==== Selected text ====

Landline: Girls' Town 

Situational ethics, with a little sex.

click to enlarge landline_-_slate_and_quinn.jpg
Urban outfitters: Jenny Slate (left) and Abby Quinn in Landline.

Gillian Robespierre’s Landline floats one of the movies’ most irresistible propositions, that somehow “real life” could be as witty and entertaining as a sitcom if we squint our eyes hard enough. The followup to Obvious Child, director Robespierre’s 2014 “abortion comedy,” Landline comes equipped with a blue-chip cast: Edie Falco and John Turturro as the parents of two student-age daughters, played by Jenny Slate (from Obvious Child) and Abby Quinn, negotiating the hurly-burly of Manhattan life in 1995. The time frame is only significant if we remember that in those days, most people had to be close to home to receive phone calls. Otherwise it might as well be titled Girls’ Town.

Dana (Slate) and her younger sister Ali (Quinn) are hardly ever home. When they aren’t managing their busy social lives – Dana is engaged to a human doormat named Ben (Jay Duplass), Ali goes out for clubbing and sex, and both dabble in pharmaceuticals – they naturally worry about their folks. Alan (Turturro) is an ad copywriter with a sideline as a playwright. The girls think his new play stinks, but worse than that is the recent revelation that the old boy is having an affair. Their mother Pat (Falco), a feisty political type, merely hides her smoking from the rest of them. “We’re a family of cheaters,” enthuses one of the girls.

Cue snappy “urban” dialogue by Robespierre, Elisabeth Holm, and Tom Bean, and much love-life heavy traffic. Do people and their parents ever actually talk to each other like this? Well, no, not usually, but it’s nice to imagine they do. That’s why we go to movies. The show belongs to Quinn’s Ali, with a strong assist from Slate and Falco, who looks as if she could beat the crap out of Turturro. Situational ethics, anyone?

==== Provided data ====

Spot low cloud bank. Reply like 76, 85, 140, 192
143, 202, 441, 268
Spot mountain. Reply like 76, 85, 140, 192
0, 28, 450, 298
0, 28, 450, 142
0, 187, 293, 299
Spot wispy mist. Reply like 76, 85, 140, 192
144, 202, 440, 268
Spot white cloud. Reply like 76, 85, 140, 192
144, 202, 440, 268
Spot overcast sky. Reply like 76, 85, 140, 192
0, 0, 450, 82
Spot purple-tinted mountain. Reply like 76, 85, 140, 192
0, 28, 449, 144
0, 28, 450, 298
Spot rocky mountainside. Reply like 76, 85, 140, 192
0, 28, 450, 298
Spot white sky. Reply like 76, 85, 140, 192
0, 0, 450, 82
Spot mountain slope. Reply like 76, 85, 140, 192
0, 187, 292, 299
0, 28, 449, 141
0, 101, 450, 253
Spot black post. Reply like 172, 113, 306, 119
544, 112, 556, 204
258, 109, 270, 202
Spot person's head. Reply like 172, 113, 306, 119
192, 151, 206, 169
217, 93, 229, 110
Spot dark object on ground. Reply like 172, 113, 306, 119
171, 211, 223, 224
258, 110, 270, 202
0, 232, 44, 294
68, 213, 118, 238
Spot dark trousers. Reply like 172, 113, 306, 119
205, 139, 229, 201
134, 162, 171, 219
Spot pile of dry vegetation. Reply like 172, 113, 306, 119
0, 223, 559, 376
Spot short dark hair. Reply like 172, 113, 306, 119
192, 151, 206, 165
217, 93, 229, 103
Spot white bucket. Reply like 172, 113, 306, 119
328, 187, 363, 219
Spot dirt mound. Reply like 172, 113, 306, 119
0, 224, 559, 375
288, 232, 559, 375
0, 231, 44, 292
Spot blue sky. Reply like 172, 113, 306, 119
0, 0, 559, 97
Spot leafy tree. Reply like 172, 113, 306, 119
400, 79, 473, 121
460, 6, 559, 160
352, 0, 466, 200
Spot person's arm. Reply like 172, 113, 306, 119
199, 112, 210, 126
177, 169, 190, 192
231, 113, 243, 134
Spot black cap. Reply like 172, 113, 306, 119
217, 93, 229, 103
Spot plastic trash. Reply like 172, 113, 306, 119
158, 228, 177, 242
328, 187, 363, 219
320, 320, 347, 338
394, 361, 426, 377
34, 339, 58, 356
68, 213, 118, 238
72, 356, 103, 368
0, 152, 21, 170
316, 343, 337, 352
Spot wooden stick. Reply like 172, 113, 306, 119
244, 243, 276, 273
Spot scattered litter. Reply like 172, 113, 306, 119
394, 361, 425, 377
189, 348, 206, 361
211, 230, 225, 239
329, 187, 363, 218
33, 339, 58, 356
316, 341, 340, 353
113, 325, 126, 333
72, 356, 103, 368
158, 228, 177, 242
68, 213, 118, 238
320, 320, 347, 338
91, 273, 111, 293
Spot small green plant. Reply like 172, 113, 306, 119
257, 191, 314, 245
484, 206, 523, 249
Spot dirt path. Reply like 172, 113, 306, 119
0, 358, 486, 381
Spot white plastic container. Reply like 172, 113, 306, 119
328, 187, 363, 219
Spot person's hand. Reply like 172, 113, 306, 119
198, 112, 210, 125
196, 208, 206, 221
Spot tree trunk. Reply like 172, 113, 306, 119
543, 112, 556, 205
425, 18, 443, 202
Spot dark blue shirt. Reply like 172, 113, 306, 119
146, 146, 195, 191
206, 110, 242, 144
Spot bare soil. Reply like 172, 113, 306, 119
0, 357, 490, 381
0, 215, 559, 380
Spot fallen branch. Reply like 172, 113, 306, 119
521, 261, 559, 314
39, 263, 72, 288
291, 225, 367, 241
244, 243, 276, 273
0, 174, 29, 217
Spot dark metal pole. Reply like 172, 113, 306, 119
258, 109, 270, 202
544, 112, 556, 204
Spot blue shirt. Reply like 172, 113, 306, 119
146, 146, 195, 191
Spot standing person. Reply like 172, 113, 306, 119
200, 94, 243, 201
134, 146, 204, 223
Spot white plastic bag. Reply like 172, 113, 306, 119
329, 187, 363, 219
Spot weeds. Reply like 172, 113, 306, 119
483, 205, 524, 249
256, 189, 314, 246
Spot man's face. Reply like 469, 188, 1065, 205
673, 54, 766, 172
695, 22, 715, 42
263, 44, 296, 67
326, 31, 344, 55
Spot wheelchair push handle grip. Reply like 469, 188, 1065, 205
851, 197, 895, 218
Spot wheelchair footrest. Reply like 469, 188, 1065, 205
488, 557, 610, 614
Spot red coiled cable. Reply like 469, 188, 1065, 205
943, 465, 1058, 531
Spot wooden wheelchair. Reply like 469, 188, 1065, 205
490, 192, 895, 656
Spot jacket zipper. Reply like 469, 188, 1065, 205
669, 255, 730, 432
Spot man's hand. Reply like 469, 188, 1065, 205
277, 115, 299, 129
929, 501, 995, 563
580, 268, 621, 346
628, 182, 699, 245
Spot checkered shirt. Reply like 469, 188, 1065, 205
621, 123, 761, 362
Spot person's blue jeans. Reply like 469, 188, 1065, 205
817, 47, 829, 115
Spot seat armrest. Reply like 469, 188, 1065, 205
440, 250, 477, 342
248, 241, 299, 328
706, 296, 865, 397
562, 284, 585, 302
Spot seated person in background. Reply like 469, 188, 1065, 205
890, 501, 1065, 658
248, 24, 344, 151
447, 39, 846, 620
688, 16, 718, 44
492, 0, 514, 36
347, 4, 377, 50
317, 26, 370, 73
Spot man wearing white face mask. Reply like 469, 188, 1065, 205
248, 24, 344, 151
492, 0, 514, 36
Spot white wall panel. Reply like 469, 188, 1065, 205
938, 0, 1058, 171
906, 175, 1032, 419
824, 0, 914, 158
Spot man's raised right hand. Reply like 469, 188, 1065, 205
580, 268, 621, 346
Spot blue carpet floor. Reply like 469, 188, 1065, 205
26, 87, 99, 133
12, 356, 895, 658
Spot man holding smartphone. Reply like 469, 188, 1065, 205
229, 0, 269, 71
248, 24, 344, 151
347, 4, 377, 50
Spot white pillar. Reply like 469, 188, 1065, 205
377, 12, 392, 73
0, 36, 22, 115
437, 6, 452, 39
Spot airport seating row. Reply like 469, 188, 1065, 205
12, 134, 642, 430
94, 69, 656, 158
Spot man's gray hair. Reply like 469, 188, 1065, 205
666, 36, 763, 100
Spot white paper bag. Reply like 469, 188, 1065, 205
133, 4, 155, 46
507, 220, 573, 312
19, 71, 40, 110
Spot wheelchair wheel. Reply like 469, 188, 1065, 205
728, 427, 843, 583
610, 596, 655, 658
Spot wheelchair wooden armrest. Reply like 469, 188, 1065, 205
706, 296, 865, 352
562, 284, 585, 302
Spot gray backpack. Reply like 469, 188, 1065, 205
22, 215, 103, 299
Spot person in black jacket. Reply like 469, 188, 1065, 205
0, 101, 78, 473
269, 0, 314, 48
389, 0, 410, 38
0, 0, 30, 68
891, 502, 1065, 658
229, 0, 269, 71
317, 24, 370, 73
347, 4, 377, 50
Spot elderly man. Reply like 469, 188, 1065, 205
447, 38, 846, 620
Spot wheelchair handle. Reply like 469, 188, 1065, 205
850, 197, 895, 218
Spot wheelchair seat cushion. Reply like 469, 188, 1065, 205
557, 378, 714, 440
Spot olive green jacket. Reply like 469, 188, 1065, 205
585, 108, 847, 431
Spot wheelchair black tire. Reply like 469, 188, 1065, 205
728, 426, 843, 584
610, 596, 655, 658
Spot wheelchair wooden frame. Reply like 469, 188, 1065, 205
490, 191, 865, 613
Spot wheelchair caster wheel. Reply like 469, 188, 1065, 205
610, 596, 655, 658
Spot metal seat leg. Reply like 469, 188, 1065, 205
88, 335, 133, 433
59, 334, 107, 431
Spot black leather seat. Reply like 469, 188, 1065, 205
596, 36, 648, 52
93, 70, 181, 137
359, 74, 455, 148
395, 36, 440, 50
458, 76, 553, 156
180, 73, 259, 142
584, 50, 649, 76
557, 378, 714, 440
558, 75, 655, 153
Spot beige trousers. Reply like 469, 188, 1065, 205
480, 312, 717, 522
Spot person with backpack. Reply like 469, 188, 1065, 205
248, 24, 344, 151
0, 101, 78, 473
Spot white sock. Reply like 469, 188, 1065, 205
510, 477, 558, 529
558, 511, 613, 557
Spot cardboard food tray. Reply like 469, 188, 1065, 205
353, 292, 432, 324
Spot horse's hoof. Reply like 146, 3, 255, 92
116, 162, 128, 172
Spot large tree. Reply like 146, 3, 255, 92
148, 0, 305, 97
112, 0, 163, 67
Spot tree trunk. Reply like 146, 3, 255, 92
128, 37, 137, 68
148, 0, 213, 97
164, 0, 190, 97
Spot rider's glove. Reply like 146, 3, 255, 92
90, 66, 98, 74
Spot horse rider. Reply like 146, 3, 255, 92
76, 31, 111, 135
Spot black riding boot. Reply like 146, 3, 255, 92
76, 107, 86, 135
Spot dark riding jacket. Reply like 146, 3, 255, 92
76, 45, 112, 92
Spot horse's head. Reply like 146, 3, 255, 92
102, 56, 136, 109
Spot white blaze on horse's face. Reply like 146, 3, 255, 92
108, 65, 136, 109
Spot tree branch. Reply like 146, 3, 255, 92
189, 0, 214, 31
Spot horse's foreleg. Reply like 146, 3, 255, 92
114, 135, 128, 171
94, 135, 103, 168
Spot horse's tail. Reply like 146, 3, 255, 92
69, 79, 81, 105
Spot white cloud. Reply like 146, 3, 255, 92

====

__Questions on the material__:
1. Do these statements agree with the Landline review? Answer yes or no for each, quoting the deciding words. (a) The film is set in Manhattan in 1995. (b) Alan works full-time as a playwright. (c) Pat hides her smoking from the rest of the family.
2. Answer from the Landline review, one answer per line:
(a) Who plays Ben, Dana's fiancé?
(b) What was Robespierre's 2014 film?
(c) Who wrote the dialogue along with Robespierre?
The rows are material separate from the Landline review.

__Answers to the problems__:
1.
(a) Yes: "negotiating the hurly-burly of Manhattan life in 1995"
(b) No: "Alan (Turturro) is an ad copywriter with a sideline as a playwright"
(c) Yes: "merely hides her smoking from the rest of them"

2.
(a) Jay Duplass
(b) Obvious Child
(c) Elisabeth Holm and Tom Bean